Problem details
Put each line of the records below into a JSON list of strings, with one string per line and blank lines omitted.

Data listing
*****

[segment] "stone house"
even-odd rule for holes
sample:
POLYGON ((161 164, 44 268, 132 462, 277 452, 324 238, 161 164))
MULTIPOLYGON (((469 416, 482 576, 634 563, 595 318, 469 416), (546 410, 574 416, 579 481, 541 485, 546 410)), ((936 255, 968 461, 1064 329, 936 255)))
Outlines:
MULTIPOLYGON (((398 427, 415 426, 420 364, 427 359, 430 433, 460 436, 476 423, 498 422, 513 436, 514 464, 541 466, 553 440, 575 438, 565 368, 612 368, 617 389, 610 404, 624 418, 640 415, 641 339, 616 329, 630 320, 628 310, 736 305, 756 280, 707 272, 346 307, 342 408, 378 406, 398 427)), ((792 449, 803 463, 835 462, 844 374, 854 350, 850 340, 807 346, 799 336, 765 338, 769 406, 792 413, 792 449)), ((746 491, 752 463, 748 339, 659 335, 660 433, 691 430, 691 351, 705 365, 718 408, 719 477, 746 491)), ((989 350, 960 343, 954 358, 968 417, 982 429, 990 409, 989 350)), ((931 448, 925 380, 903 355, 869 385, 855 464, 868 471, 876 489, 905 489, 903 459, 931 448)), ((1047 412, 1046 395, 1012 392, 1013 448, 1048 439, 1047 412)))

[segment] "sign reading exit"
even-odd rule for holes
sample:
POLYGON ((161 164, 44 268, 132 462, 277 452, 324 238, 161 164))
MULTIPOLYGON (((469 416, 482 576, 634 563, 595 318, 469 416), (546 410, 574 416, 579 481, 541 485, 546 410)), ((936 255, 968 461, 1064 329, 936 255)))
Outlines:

*****

Solution to this task
[
  "[segment] \"stone house\"",
  "even-odd rule for holes",
  "sample:",
  "POLYGON ((161 164, 44 268, 132 462, 277 452, 324 238, 161 164))",
  "MULTIPOLYGON (((469 416, 482 576, 634 563, 595 318, 469 416), (546 410, 574 416, 579 481, 541 485, 546 410)), ((936 255, 968 461, 1064 329, 936 255)))",
  "Outlines:",
  "MULTIPOLYGON (((398 427, 415 426, 420 364, 427 359, 430 433, 460 436, 476 423, 498 422, 513 436, 514 464, 541 466, 553 440, 575 438, 565 368, 612 368, 617 389, 610 404, 624 418, 640 415, 641 339, 616 329, 630 320, 628 310, 736 305, 756 280, 707 272, 346 307, 342 408, 378 406, 398 427)), ((792 449, 803 463, 835 462, 844 374, 854 350, 850 340, 807 346, 799 336, 765 338, 769 406, 792 413, 792 449)), ((746 491, 752 463, 748 339, 659 335, 660 433, 691 430, 691 351, 705 365, 718 408, 719 477, 746 491)), ((989 350, 960 343, 954 358, 968 417, 982 429, 990 409, 989 350)), ((931 448, 925 380, 903 355, 869 385, 855 464, 868 471, 876 489, 905 489, 903 459, 931 448)), ((1047 412, 1046 395, 1012 392, 1013 448, 1048 439, 1047 412)))",
  "[segment] \"sign reading exit\"",
  "even-odd rule for holes",
  "sample:",
  "POLYGON ((161 164, 44 268, 132 462, 277 452, 324 238, 161 164))",
  "MULTIPOLYGON (((469 416, 482 576, 634 563, 595 318, 469 416), (546 410, 574 416, 579 481, 541 485, 546 410)), ((936 255, 968 461, 1064 329, 936 255)))",
  "Outlines:"
]